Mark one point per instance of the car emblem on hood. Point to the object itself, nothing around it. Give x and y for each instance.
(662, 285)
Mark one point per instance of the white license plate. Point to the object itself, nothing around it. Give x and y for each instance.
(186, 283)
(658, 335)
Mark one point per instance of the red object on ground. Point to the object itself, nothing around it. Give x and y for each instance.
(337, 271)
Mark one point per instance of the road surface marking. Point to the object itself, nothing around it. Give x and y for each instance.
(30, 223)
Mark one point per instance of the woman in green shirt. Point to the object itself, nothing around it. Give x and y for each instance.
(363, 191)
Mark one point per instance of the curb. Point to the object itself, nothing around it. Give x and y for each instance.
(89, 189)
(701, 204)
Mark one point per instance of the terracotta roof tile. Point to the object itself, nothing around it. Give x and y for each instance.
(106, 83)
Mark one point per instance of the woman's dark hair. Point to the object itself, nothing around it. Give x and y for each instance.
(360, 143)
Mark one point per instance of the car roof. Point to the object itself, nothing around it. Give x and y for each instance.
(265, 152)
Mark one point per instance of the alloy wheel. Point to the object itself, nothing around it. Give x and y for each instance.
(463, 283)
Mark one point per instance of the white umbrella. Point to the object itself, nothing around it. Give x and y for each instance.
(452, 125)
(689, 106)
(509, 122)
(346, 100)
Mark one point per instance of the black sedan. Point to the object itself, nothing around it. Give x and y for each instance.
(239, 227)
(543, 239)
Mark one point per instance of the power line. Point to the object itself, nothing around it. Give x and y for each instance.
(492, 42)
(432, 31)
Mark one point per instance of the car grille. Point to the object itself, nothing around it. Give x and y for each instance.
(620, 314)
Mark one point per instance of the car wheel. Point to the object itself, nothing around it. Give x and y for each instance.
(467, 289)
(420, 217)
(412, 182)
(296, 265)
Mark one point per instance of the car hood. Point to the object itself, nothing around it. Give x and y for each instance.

-*-*-

> _Stated goal_
Please copy all of the records above word for word, keeping every line in its original order.

> _Response_
Mark one point per instance of the car emblem on hood. Point to the object itself, nothing around it. Give x and y for each instance.
(662, 285)
Mark one point per instance of the white license plate. Point to the object itself, nothing around it. Give x and y for each instance.
(186, 283)
(658, 335)
Mark one point per instance of the red object on ground. Point to the object itself, nothing around it. Give x and y for each instance.
(337, 271)
Mark one point per instance of the road surface marking. Point to the object itself, nothing around it. Give x and y for each instance.
(30, 223)
Mark one point per instance of the woman in green shirt. Point to the object itself, nothing around it. Give x and y for each instance.
(363, 191)
Mark one point per instance of the curb. Point to the object itself, nothing around it. Give x and y for each instance.
(89, 189)
(701, 204)
Mark one point per instance of the terracotta roof tile. Point to the object itself, nothing around it. Give x and y for each instance.
(106, 83)
Mark one point per instance of the woman's dark hair. Point to the object itself, nothing around it. Give x and y for each instance.
(360, 143)
Mark one point per instance of the car roof. Point to the object itself, nothing around it. Give x and y for each instance.
(265, 152)
Mark one point per instance of the alloy wheel. Point to the object itself, nothing around it. Give x and y for each instance.
(463, 283)
Mark one point per instance of the white umbrella. Point to the object itself, nothing around it. Give x and y for each instance.
(452, 125)
(689, 106)
(509, 122)
(346, 100)
Mark one point per instance of the black sedan. Point to the object itself, nothing around it. Give x and y for each instance.
(239, 227)
(543, 239)
Mark one point per instance of the power line. Point to the object itself, nothing around it. Give x and y for each instance.
(492, 42)
(432, 31)
Mark one point per instance of the car grille. Point to the object itself, nothing around it. Give x and y for each instance.
(620, 314)
Mark one point per instance of the car wheel. Point to the object itself, nothing around it. Give x and y for each instance.
(467, 289)
(420, 217)
(412, 182)
(296, 265)
Mark one point per instance of the car hood. Point to the object itself, nothing around it. Give x and y for each instance.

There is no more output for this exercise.